Niemcy chcą zatrzymać nas na redzie
Na początku marca w Berlinie zarządzający polskimi portami spotkają
się z przedstawicielami konsorcjum Nord Stream budującego Gazociąg Północny.
Rozmowy będą dotyczyć uzasadnienia odwołania Warszawy od decyzji Federalnego
Urzędu Żeglugi i Hydrografii w Hamburgu, który zaaprobował inwestycję, bez
zastrzeżenia wkopania rury w dno Bałtyku, w miejscu, gdzie przecina ona tor
wodny prowadzący do zespołu portów Szczecin – Świnoujście.
– Nie jesteśmy przeciwnikami Nord Stream, ale chodzi nam jedynie o to, aby
ten rurociąg został zakopany w miejscach skrzyżowania ze szlakami morskimi, gdyż
musi być możliwy w późniejszych latach rozwój polskich portów – powiedział w
rozmowie z „Naszym Dziennikiem” Wojciech Sobecki, rzecznik prasowy Zarządu
Morskich Portów Szczecin i Świnoujście SA. – Przecież port projektuje się z
wyprzedzeniem kilkunastu, a nawet kilkudziesięciu lat, dlatego nawet jeżeli
dzisiaj wymagana jest jakaś tam głębokość, to nie oznacza, że w przyszłości nie
będzie wymagana dużo większa – dodaje. Sobecki ma nadzieję, że działania
dyrekcji portów, jak również polskiego rządu poprzez Urząd Morski doprowadzą do
tego, że rura jednak zostanie wkopana. Rzecznik potwierdza, że jest dość duża
różnica zdań między Polską a Niemcami w kwestii gazociągu, a nawet sposobu jego
budowania.

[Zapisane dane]
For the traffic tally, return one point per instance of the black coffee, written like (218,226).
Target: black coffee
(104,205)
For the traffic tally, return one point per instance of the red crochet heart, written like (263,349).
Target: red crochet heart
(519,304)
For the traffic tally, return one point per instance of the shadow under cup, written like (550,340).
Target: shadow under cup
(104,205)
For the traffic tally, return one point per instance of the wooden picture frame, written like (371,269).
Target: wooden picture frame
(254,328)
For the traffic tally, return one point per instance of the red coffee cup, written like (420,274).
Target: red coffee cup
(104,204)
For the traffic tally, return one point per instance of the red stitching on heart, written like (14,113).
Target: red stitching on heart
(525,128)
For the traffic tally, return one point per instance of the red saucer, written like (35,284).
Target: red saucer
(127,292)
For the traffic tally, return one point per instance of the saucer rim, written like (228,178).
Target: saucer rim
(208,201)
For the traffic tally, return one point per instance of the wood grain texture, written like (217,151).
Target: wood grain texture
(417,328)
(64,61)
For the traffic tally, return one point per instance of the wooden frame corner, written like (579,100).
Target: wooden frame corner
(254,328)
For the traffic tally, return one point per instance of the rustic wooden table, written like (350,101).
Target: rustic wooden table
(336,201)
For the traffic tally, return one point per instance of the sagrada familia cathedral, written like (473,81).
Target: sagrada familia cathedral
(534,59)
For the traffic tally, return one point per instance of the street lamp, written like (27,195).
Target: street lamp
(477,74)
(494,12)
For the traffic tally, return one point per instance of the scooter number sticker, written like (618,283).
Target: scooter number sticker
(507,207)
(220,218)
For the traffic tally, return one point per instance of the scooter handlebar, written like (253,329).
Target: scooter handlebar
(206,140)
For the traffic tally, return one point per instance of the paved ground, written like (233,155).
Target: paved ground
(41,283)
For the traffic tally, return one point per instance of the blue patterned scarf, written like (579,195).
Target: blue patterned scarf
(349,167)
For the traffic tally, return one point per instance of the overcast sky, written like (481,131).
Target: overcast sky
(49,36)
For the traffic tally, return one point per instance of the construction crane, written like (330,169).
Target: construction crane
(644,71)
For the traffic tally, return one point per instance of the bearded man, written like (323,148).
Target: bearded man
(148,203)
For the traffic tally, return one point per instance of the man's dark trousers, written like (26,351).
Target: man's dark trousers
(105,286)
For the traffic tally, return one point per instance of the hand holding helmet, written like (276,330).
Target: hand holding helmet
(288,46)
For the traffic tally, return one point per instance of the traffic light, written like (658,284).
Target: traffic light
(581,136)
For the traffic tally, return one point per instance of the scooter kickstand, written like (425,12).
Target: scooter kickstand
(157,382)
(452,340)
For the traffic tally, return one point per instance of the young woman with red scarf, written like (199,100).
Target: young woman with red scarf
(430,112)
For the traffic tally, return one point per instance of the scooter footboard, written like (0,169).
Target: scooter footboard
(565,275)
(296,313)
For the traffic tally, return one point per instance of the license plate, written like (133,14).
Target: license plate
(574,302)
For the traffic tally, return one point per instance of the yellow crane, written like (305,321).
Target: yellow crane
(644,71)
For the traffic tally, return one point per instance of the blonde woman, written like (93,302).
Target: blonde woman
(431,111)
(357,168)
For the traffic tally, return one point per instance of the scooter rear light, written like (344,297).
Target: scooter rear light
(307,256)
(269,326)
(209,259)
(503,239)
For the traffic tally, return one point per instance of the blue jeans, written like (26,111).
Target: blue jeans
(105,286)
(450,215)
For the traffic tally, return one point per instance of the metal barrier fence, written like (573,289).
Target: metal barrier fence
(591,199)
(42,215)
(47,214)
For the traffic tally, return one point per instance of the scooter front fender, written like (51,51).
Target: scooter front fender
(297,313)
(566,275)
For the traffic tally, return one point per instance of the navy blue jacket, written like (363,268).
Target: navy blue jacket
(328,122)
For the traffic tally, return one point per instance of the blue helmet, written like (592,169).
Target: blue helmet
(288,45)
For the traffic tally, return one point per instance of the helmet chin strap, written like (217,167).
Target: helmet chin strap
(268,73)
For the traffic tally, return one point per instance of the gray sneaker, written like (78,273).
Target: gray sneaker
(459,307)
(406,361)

### Polecenie A
Podaj dokładnie fragment tekstu o Gazociągu Północnym, zaczynając od słów „Niemcy chcą zatrzymać” i kończąc na słowach „Szczecin – Świnoujście.”.
### Polecenie B
Wypisz wszystkie miasta wymienione z nazwy w tekście o Gazociągu Północnym.

### Odpowiedź A
Niemcy chcą zatrzymać nas na redzie
Na początku marca w Berlinie zarządzający polskimi portami spotkają
się z przedstawicielami konsorcjum Nord Stream budującego Gazociąg Północny.
Rozmowy będą dotyczyć uzasadnienia odwołania Warszawy od decyzji Federalnego
Urzędu Żeglugi i Hydrografii w Hamburgu, który zaaprobował inwestycję, bez
zastrzeżenia wkopania rury w dno Bałtyku, w miejscu, gdzie przecina ona tor
wodny prowadzący do zespołu portów Szczecin – Świnoujście.

### Odpowiedź B
Berlin, Warszawa, Hamburg, Szczecin, Świnoujście